* WHAT TO DO: Copy out the lines below from the one containing "task | locate a point on every instance of the bowl" through the one containing "x=844 y=1141", both included, without changing anything.

* DATASET:

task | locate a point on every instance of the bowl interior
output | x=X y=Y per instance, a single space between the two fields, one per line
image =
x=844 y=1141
==
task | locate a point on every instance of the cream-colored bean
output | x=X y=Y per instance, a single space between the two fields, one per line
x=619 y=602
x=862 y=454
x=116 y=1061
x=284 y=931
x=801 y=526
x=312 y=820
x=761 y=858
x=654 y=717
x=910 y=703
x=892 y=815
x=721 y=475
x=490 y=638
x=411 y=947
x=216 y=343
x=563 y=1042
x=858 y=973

* WRITTEN RESPONSE:
task | locate a point on every instance of the bowl interior
output | x=X y=Y per instance, a single space between the two fields, one per line
image =
x=844 y=1141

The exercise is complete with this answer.